▸ Work to complete
Print the listing in its entirety and exactly, leaving out images.

▸ Source data

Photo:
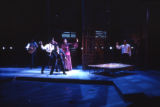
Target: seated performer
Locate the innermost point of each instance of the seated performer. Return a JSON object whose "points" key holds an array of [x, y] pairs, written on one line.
{"points": [[50, 59], [59, 64]]}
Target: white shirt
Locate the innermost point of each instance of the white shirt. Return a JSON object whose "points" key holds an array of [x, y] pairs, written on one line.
{"points": [[48, 47], [29, 44], [124, 49]]}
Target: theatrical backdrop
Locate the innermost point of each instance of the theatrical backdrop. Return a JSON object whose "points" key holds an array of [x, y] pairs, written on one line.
{"points": [[98, 24], [108, 50]]}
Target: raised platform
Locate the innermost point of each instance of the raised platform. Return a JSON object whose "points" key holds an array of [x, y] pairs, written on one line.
{"points": [[131, 85], [75, 75]]}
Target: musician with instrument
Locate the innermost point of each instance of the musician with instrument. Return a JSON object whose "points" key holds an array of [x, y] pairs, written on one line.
{"points": [[31, 48]]}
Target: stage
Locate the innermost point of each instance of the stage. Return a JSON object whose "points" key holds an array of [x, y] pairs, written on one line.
{"points": [[128, 85]]}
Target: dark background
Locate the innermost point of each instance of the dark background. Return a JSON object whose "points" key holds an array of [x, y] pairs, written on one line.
{"points": [[22, 20]]}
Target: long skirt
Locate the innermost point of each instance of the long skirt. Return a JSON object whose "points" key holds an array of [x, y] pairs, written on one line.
{"points": [[68, 63]]}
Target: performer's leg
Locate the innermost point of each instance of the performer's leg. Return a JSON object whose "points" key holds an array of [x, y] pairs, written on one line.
{"points": [[53, 65]]}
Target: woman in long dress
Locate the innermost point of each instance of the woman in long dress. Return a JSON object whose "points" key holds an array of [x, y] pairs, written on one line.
{"points": [[65, 46]]}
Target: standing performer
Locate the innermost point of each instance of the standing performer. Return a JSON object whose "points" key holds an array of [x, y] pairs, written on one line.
{"points": [[59, 64], [31, 48], [50, 60], [125, 51], [65, 47]]}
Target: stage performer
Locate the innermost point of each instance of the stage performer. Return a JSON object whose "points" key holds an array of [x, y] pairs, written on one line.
{"points": [[31, 48], [59, 64], [65, 46], [125, 51], [50, 58]]}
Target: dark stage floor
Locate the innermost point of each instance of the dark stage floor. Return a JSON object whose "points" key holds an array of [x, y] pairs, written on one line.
{"points": [[27, 87]]}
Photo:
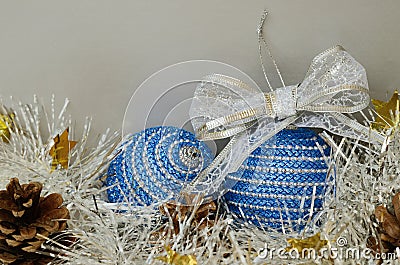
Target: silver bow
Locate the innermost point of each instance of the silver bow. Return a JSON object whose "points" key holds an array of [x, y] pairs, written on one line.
{"points": [[224, 106]]}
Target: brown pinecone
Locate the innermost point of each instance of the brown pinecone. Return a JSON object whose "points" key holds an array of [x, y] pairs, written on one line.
{"points": [[388, 229], [27, 221]]}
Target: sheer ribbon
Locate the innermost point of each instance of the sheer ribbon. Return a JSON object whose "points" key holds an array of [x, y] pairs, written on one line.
{"points": [[222, 107]]}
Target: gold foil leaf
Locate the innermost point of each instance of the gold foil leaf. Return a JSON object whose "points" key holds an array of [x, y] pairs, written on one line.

▸ The solution
Photo:
Target: seated performer
Locate the innermost point of each instance of the seated performer. Return a JSON object whose "points" key holds an array of [x, y] pairs, written on one line.
{"points": [[50, 59], [59, 64]]}
Target: white shirt
Locate the innermost point of each instance of the white shirt. Return a JSON object whose "points" key holds an array of [x, y] pairs, written on one line.
{"points": [[48, 47], [29, 44], [124, 49]]}
Target: theatrical backdrop
Locate the innermost point of each instance of the theatrical backdrop. Return a JSON object whose "points" key holds an array of [x, y] pairs, written on one line.
{"points": [[98, 24], [108, 50]]}
Target: raised platform
Locate the innermost point of each instance of the raised platform. Return a JSON object whose "points" key holds an array of [x, y] pairs, written on one line.
{"points": [[131, 85], [75, 75]]}
Target: musician with instrument
Locate the innermost point of each instance of the musician with instrument. Return a JSON object whose "points" key holds an array of [x, y] pairs, written on one line.
{"points": [[31, 48]]}
Target: stage
Locate the innermost point of each instance of the stage. Return a JSON object whose "points" key holds an array of [x, y] pairs, written on one line.
{"points": [[128, 85]]}
Target: dark background
Locate the innermost point of each instance of the dark background. Return a JSON object whose "points" key holds an array of [x, y] pairs, written on one line.
{"points": [[22, 20]]}
Target: long skirt
Locate the innermost point of each instance of the long skirt. Return a JSON object whose "points" key holds an array of [x, y] pairs, written on one line.
{"points": [[68, 63]]}
Target: performer's leg
Locate the innermost point of each instance of the performer's leg. Return a JSON object whose "points" key holds an array of [x, y] pairs, written on one line.
{"points": [[53, 65]]}
Target: woman in long dress
Locate the innermost point of each instance of the woman in long dress. Return a JSON object whose "points" key holds an array of [x, y] pairs, written on one line.
{"points": [[65, 46]]}
Target: standing performer
Locate the innermost point of each instance of the standing performer. Return a JSON object whose "points" key holds an array of [x, y] pairs, written on one line.
{"points": [[59, 64], [31, 48], [50, 60], [125, 51], [65, 47]]}
Target: stage performer
Locate the innermost point of each instance of the stage performer. Return a JSON object whose "points" key holds an array of [x, y] pairs, written on one line.
{"points": [[31, 48], [59, 64], [65, 46], [125, 51], [50, 58]]}
Target: dark stage floor
Locate the innermost point of each instance of the dark stage floor. Return a JSON object whose "points" key holds an array of [x, y] pairs, written on one line.
{"points": [[27, 87]]}
Photo:
Target: silver bow
Locate the innermost point of each instance of the silver bow. Return a JSON object whose "points" key holds an array of [x, y] pairs, written on one line.
{"points": [[224, 106]]}
Target: brown pinecone
Locate the innermost point of each instance of the brown pinecone. Return a JSON object whose "points" key holds an array of [x, y] pairs, written on one line.
{"points": [[388, 229], [27, 221]]}
Target: sheer ribbon
Locate the innermost point of each instance of the sheer ribbon. Return a JSON object whose "points" key holds an array of [x, y] pairs, written on one line.
{"points": [[222, 107]]}
Target: gold foil leaf
Locate the innermost point of each instance of the gold foil leaf. Return a JSON object whose "points" key holds an array of [x, y] pairs, written on one line.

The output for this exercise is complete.